▶ _TEXT_:
━━━
Edgar Schein’s Career Anchors – Theories Every Careers Adviser Should Know

In my previous two posts in this series I have looked at a foundational type theory of careers identity (John Holland) and foundational construct/ developmental theory (Donald Super). In this third post we’re going look at the ideas of Edgar Schein who in some ways aims to bring the two ideas together in his Career Anchors theory.

Edgar Schein is an American business thinker in the area of organisational development. His Career Anchors theory aims to discuss the way we personally construct meaning out of work and organises this into eight main types. A Career Anchor aims to bring together our perception of our skills, values, motives and needs into a single statement. It is important to note despite being a type there are a number of major differences between Schein’s approach and Holland’s

  1. Schein does not aim to match people to roles on the basis of their anchor, it is just a reflective lens.
  2. Schein focuses on how we get meaning from work, not just our skills (interestingly his technical expert anchor is very similar to Holland’s theoretical perspective).
  3. Schein recognises a greater focus on our subjective view rather than claiming to objectively measure the self as Holland does.

Schein’s anchors are as follows.

  • Technical/Functional competence

This refers to someone who is motivated by doing what they are good and aims to grow in expertise in an area. They enjoy doing tasks for the sake of using their skill.

  • General Managerial competence

This refers to someone who want to lead others. They like decision making and motivating others. Often they naturally take positions of leadership in a situation.

  • Autonomy/Independence

This refers to someone who is weary of outside control and wants a feeling of autonomy and independence. They tend to avoid organisational structures and seek to work alone or in situation which they can control.

  • Security/Stability

This is someone who is motivated by maintaining a “business-as-usual” approach to work. They try and avoid uncertainty and threat to themselves and their life. They tend to avoid risk taking such as entrepreneurship and freelancing.

  • Entrepreneurial Creativity

This is someone who is motivated by creating something new which is their own. They are often bringing new ideas to the table and trying to develop new perspectives or items. This can be in a entrepreneurial context setting up their own venture or intrapreneurial, working on the inside of an existing organisation to change it.

  • Service/Dedication to a cause

This is someone who wants a role that achieves something that they see as being of value. This may be tied to a vague notion of “helping people” or may be attached to a very particular cause they feel passionately about such as global warming.
━━━
▶ _WRITTEN INSTRUCTION_: Pick up the career anchors text after its last sentence and continue it.

(Object location annotation records)
━━━
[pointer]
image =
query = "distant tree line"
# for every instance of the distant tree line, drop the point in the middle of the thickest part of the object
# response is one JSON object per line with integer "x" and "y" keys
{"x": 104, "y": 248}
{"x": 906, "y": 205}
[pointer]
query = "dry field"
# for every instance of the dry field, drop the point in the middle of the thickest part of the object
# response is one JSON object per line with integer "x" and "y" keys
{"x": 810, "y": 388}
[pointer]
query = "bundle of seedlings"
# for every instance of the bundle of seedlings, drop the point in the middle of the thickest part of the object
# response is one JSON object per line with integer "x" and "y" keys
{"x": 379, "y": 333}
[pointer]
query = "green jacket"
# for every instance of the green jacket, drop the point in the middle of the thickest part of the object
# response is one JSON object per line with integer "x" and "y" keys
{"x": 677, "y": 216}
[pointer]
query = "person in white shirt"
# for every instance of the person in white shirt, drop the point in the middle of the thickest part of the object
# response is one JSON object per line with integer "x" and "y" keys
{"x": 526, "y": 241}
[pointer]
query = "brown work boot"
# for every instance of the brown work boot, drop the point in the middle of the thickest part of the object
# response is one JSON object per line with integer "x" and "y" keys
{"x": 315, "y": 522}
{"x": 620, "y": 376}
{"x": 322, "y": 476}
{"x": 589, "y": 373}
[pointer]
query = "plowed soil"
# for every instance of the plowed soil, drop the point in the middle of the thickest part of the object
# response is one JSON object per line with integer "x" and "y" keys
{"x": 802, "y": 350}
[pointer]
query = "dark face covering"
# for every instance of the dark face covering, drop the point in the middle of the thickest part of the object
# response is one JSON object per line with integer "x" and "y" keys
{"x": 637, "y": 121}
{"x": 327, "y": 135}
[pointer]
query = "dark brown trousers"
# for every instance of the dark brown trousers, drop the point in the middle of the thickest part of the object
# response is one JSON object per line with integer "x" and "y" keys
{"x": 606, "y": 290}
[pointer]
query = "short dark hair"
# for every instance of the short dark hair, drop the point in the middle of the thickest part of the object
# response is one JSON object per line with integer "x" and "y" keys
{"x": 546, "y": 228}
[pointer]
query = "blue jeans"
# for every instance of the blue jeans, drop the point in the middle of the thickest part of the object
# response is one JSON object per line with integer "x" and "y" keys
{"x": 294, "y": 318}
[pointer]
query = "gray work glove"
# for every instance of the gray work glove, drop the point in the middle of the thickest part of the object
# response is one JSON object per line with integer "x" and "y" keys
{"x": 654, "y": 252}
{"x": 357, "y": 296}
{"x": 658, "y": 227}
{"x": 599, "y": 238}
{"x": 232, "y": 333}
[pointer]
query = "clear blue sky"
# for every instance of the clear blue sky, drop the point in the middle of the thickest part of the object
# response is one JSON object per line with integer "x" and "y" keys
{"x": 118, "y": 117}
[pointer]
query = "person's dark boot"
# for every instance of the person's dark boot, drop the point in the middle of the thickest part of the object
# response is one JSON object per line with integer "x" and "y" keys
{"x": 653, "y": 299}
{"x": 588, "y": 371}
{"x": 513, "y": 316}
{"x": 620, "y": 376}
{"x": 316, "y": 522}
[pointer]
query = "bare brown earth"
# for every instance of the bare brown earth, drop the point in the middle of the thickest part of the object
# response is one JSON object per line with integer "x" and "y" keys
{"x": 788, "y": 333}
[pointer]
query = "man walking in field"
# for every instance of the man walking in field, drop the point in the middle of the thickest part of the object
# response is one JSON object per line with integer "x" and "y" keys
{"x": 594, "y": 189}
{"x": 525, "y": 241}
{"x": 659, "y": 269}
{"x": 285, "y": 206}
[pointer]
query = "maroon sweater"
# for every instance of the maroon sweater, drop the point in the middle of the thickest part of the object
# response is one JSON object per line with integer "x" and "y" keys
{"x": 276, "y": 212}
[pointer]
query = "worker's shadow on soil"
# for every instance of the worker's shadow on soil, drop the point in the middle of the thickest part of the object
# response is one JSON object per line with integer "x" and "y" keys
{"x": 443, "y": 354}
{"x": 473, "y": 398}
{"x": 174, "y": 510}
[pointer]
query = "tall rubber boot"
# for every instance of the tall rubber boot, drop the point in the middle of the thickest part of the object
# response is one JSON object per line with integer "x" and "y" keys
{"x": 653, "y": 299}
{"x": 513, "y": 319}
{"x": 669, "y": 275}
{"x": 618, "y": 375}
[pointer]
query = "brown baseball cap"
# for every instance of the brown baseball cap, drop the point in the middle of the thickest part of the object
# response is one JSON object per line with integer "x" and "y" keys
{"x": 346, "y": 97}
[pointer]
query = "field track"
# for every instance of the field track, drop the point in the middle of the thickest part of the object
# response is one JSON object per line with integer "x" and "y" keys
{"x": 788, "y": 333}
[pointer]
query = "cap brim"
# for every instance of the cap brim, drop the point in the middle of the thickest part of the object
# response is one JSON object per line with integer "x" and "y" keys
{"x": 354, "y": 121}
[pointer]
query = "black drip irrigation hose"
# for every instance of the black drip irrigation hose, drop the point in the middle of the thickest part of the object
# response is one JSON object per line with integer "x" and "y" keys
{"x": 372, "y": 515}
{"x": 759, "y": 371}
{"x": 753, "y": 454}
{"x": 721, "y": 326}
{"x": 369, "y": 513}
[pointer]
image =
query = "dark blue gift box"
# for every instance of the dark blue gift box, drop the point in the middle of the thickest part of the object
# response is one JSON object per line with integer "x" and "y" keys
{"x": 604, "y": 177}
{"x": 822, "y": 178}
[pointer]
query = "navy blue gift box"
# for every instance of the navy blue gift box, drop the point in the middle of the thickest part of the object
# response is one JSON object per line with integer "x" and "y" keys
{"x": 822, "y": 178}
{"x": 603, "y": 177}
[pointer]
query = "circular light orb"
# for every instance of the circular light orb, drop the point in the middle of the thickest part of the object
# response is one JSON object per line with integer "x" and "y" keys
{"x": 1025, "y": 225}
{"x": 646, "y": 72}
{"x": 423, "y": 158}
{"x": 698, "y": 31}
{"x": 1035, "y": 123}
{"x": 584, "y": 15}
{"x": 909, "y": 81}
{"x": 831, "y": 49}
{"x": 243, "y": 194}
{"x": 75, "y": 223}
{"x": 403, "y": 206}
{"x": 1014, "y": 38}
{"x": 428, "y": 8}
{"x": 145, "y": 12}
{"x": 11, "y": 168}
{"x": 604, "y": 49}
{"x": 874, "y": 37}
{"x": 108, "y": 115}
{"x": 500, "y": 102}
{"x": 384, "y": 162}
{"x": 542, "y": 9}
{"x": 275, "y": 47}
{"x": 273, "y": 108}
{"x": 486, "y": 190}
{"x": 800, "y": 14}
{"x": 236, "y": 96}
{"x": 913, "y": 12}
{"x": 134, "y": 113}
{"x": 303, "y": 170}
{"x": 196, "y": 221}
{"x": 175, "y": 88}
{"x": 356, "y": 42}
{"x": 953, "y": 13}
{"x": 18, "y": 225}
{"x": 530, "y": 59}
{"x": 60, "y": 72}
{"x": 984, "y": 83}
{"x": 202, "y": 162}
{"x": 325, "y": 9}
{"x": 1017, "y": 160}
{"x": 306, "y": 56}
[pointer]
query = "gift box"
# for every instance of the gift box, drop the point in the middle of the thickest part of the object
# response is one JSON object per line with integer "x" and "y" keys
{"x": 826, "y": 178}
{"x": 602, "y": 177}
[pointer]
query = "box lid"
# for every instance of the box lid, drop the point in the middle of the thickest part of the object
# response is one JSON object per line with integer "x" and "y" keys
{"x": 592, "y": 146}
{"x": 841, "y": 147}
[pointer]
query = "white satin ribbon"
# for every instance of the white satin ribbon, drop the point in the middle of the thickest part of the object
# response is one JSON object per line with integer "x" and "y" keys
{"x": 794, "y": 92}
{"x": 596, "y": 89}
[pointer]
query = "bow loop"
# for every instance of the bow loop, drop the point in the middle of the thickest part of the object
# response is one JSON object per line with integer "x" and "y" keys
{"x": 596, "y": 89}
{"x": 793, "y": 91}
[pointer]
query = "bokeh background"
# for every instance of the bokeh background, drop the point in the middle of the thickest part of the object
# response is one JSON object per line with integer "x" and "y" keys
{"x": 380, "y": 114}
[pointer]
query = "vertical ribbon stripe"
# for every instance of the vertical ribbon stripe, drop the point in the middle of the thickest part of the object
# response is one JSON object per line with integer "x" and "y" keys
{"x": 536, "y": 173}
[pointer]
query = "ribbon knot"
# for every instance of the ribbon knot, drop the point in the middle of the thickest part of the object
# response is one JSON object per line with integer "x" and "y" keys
━━━
▶ _FINAL RESULT_:
  • Pure Challenge

This is someone who views success as an end in itself. They are motivated by success, promotion and recognition. They are very goal focused and focused on a sense of progression, competing against others and succeeding.

  • Lifestyle

This is very much mirrors Super’s approach to career and describes someone who takes a broad perspective on life. They will be concerned with work-life balance, the affect of work on other areas of life and relationships and may put up with dissatisfying work because it enables other things they view as being of value.

 

Critique

Schein does offer a questionnaire to go with his theory but I personally feel that the questionnaire is not necessary. I always question how well people answers these sort of questions and if it isn’t better asking people which category they most associate and why. Still that said I feel Schein’s real strength with clients is how he produces a vocab around what we want out of our careers. There is a strength to types in that they offer greater clarity while constructs offer us greater personalisation. Taken Schein as offering vocab around our values is very helpful. Similarly focusing on values over mere abilities as lots of matching models (e.g. Holland) do I also think is powerful and opens up new avenues for clients. Finally I think the eight areas in Schein’s theory are pretty exhaustive.

As you can see from the above I am discussing a modified version of Schein based on a reflective vocab rather than a test and state model so from this you can conclude I have some issues with Schein as is. That said I feel there are lots of advantages of Schein as discussed above.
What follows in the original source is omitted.